Work instruction ::
Could you pick up the museum text about Métis artifacts, the first item below, and continue it from where it stops?

Text segment ::
Leggings, late 19th century

These leggings are made by Mathilde Perreault, born Carrière (1848-1939). She’s born in the Saint-Vital Parish and attends the school there run by the Grey Nuns. She marries Joachim Perreault in 1876, in Saint-Boniface and they settle and operate on a farm near Saint-Pierre-Jolys, Manitoba. Though their first child does not survive its first days, they have four more children. Her brother Damase Carrière is killed during the Battle of Batoche in 1885, and appears on the Métis Nation’s list of martyrs. Mathilde is a devout Catholic who practices Métis traditions, including beadwork. As a widow, she initially lives with her son Alfred and works for a time as Mr. Albert Préfontaine’s cook. She lives until the age of 91. She is buried in the Saint-Pierre-Jolys cemetery. Several items were found by her descendants in a trunk full of family treasures, which were transferred to the MSBM.

TFT-93

Elzéar Goulet's sash

Elzéar Goulet is born in 1836 in Saint-Boniface. In 1861, he inherits his brother Roger’s role and begins to transport mail on horseback between the Rivière-Rouge Colony and Pembina. Thanks to his work, he develops a good reputation and builds many relationships along the way. He marries Hélène Jérôme in Pembina in 1859 and becomes an American citizen. Together, they have six children. His family and his work ensure that Elzéar constantly travels between the two communities. He is called upon to join the resistance in 1869 and becomes Captain (2nd in command) of the provisional government under Ambroise Lépine. He is a member of the court martial that convicts Thomas Scott in March 1870 and is in favour of the death penalty for the prisoner. Along with André Nault, Goulet serves as Scott's escort when the latter is taken from Upper Fort Garry prison for his execution. He is also in charge of disposing of Scott's body following his execution. In September 1870 Goulet was sighted in the village of Winnipeg by a man who had been a prisoner of Riel under the provisional government. With two members of Garnet Joseph Wolseley's expeditionary force, they pursued Goulet who fled on foot towards the Red River. Goulet tries to get to Saint-Boniface by swimming across the river. His pursuers throw stones at him, including one that strikes Goulet in the head and knocks him out. Goulet drowns in the Red River. The Elzéar-Goulet Memorial Park is located in Saint-Boniface, on Taché Avenue, north of Provencher Boulevard, along the Red River. Elzéar Goulet is one of the Métis figures recognized by the Union nationale métisse Saint-Joseph du Manitoba at its annual commemorative ceremony held on November 16th.

Extracted records ::

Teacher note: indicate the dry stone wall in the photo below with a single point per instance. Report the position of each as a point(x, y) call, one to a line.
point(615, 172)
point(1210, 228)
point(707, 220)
==
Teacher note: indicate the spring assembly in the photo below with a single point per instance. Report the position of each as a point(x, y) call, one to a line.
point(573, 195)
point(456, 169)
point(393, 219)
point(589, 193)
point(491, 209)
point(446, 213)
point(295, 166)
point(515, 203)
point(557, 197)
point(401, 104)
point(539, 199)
* * *
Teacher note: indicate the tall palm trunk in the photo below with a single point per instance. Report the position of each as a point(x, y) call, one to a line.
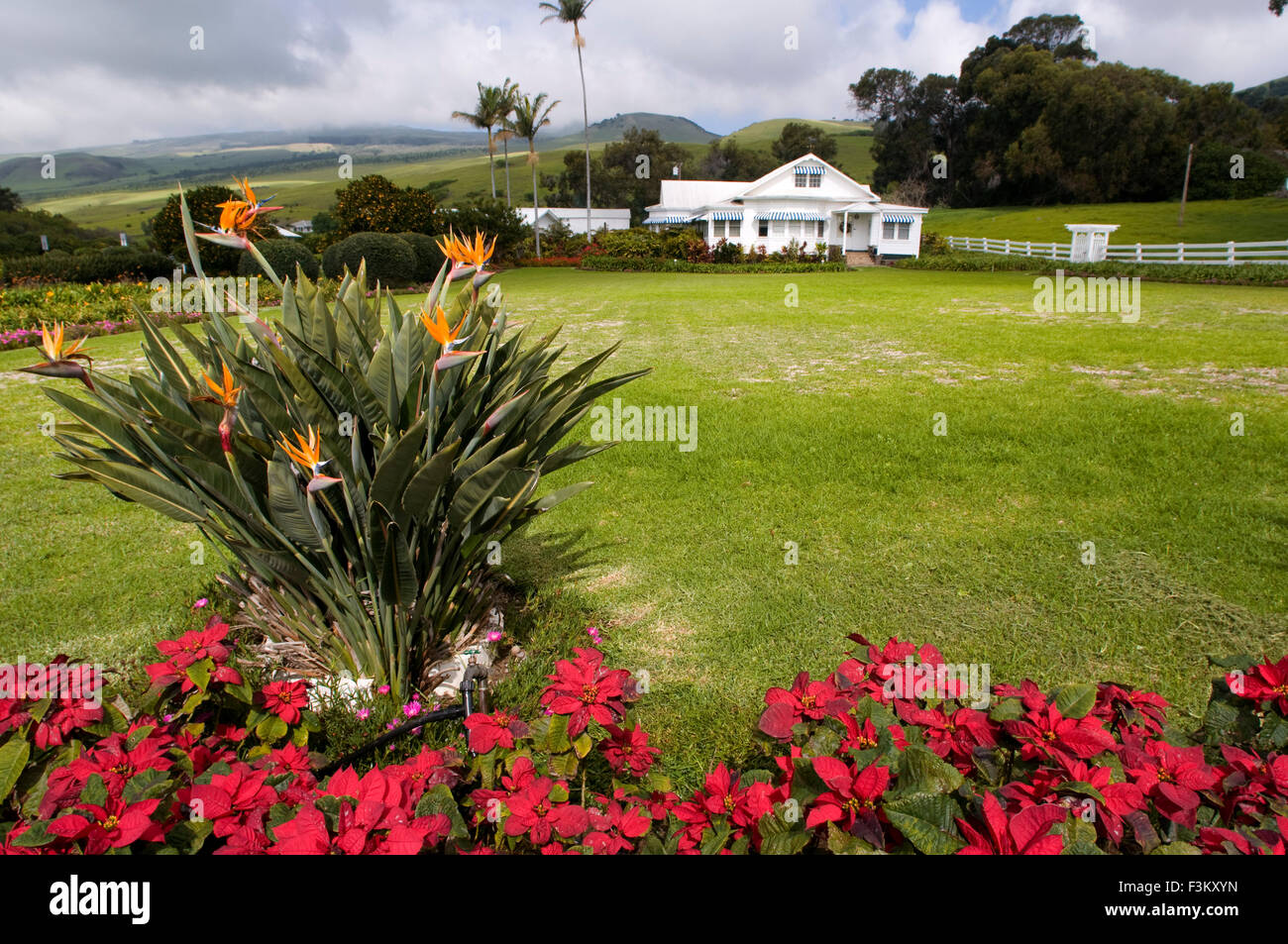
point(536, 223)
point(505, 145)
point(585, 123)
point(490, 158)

Written response ::
EE-344

Métis dress

The origin of this dress is unknown, but it was a part of the Société historique de Saint-Boniface’s (SHSB) orginal collections. Following the Musée de Saint-Boniface’s creation and over time, the SHSB transferred most of the objects from its collections to the Museum in order to focus mainly on archives. The condition of the dress suggests that it was possibly damaged during the Saint-Boniface Cathedral fire of 1968, when the SHSB museum was located in the Cathedral’s basement. Although originally catalogued as Métis dress, its cut is not typical of documented Métis dresses. There is also a photo in Library and Archives Canada's collection that shows a Dakota woman (Sitting Eagle's wife) wearing a dress with a very similar cut.